SET EXERCISE ▸
Rewrite the listing below from the line containing "Check that each instance of the peach fruit" through its last line, changing "bowl rim" to "bowl edge" and keeping everything else the same.
* Begin SOURCE MATERIAL *
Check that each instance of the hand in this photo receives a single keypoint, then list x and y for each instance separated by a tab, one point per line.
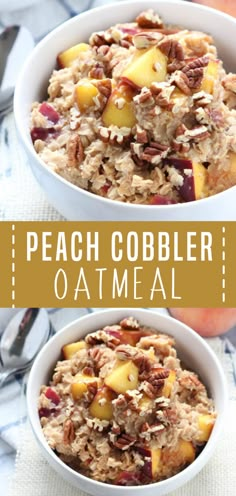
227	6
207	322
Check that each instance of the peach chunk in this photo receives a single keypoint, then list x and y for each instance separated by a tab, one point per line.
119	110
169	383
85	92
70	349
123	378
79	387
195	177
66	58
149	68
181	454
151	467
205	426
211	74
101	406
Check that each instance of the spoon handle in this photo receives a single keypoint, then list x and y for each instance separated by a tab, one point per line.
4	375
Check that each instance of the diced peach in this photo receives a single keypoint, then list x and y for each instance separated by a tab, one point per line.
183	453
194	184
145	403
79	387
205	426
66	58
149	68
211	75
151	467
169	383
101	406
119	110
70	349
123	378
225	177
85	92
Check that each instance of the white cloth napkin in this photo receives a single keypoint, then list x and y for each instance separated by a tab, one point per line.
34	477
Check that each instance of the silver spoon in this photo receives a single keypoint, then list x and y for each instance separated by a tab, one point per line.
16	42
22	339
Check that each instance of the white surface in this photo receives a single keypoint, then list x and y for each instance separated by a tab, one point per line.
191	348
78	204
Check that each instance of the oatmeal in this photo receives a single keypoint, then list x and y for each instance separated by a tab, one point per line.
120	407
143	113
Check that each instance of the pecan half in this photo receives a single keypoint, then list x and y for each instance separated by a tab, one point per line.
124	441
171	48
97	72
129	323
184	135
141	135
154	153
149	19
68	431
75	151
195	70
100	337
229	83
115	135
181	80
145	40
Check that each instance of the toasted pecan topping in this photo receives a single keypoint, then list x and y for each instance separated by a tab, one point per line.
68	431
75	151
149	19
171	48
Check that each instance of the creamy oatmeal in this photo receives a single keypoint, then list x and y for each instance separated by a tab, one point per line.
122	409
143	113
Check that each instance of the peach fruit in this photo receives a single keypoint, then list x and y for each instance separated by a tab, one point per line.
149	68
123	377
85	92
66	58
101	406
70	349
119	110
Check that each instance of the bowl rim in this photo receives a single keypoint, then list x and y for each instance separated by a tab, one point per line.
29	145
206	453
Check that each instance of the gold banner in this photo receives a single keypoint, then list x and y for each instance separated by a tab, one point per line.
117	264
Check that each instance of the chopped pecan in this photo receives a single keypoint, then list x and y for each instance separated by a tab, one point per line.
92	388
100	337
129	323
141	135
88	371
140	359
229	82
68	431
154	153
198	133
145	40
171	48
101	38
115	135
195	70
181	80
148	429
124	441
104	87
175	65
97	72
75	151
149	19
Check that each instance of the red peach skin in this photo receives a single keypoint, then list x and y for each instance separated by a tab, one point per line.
* End SOURCE MATERIAL *
EXERCISE SOLUTION ▸
Check that each instance of the peach fruit in this photo receives a single keypoint, then list x and y for each instance separated by a tab, one point per line.
149	68
123	377
85	92
66	58
101	406
70	349
119	110
Check that each instance of the bowl edge in this photo receives a single keypoint, then list x and y for each instance separated by a tab, one point per line.
29	145
206	453
Check that each instance of the gold banner in this photo receives a single keypoint, then list x and y for each instance separated by a tab, one point per line.
117	264
Check that each instance of the chopped pecan in this photo receives a single keypoint, then list x and y for each instance separated by a tab, one point per line.
92	388
100	337
129	323
141	135
88	371
140	359
229	82
68	431
154	153
198	133
145	40
171	48
101	38
115	135
195	70
181	80
148	429
124	441
104	87
175	65
97	72
75	151
149	19
Check that each instance of the red peach skin in this photo receives a single keypoint, then list x and y for each instance separated by a tab, one point per line.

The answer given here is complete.